WORK REQUIRED: Reproduce the lines of the records from the one containing "to detect concrete" through the last line, inclusive, as a Markdown table with the columns Row and Line, where Row gives the row number. Leave out any blank lines.

DATASET EXCERPTS:

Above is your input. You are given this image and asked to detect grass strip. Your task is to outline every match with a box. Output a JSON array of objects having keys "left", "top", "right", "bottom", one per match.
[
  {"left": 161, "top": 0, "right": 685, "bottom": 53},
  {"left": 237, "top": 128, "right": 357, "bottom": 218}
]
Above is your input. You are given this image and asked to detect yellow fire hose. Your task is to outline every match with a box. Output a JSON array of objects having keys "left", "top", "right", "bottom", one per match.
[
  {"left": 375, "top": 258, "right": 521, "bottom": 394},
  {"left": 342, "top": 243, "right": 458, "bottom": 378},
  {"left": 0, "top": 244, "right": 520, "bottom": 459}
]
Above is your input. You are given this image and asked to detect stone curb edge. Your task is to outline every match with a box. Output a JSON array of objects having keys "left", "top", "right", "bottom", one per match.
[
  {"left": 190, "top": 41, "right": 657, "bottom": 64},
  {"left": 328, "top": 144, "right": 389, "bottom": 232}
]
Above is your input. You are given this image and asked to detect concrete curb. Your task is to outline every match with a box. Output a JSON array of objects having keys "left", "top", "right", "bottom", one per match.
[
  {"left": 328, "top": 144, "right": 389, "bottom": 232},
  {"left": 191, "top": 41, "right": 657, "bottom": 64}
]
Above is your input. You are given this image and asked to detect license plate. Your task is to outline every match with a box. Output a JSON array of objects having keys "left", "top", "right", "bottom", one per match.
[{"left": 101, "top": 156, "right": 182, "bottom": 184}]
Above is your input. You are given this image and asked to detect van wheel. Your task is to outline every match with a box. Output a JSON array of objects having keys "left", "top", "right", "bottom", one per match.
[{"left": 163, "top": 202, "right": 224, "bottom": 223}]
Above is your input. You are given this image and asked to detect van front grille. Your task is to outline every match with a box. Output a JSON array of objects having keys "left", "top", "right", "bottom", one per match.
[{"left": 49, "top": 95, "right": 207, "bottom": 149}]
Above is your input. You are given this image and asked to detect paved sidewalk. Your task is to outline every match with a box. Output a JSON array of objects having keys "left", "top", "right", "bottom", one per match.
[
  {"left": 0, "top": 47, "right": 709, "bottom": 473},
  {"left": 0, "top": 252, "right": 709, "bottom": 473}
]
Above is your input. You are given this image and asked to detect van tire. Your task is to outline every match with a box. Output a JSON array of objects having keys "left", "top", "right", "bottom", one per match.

TASK OUTPUT:
| Row | Line |
|---|---|
| 1 | Above is your input. You are given this image and asked to detect concrete curb. Your task is to outline every match with a box. Output a JSON array of objects having keys "left", "top", "right", "bottom", one per match. |
| 2 | [ |
| 3 |   {"left": 328, "top": 144, "right": 389, "bottom": 232}, |
| 4 |   {"left": 191, "top": 41, "right": 657, "bottom": 64} |
| 5 | ] |
| 6 | Above is your input. You are given this image and asked to detect license plate. Your task is to outline every match with a box. Output a JSON array of objects having keys "left", "top", "right", "bottom", one per match. |
| 7 | [{"left": 101, "top": 156, "right": 182, "bottom": 184}] |
| 8 | Above is your input. You are given this image and asked to detect van wheel. Your task is to outline every match with a box. Output a JSON array of objects having keys "left", "top", "right", "bottom", one per match. |
| 9 | [{"left": 163, "top": 202, "right": 224, "bottom": 223}] |
| 10 | Above is your input. You are given this image and asked to detect van front grille. Your task is to outline every match with a box. Output a JSON array of objects having keys "left", "top", "right", "bottom", one per match. |
| 11 | [{"left": 49, "top": 95, "right": 207, "bottom": 149}] |
| 12 | Above is your input. You are given this image and asked to detect paved sidewalk. Your task is to outline every match with a box. Output a JSON array of objects having keys "left", "top", "right", "bottom", one per match. |
| 13 | [ |
| 14 |   {"left": 0, "top": 47, "right": 709, "bottom": 473}, |
| 15 |   {"left": 0, "top": 252, "right": 709, "bottom": 473} |
| 16 | ] |
| 17 | Above is your input. You are given this image and asked to detect van tire. Your task is to outline every match with a box. Output a JSON array of objects having keys "left", "top", "right", "bottom", one per match. |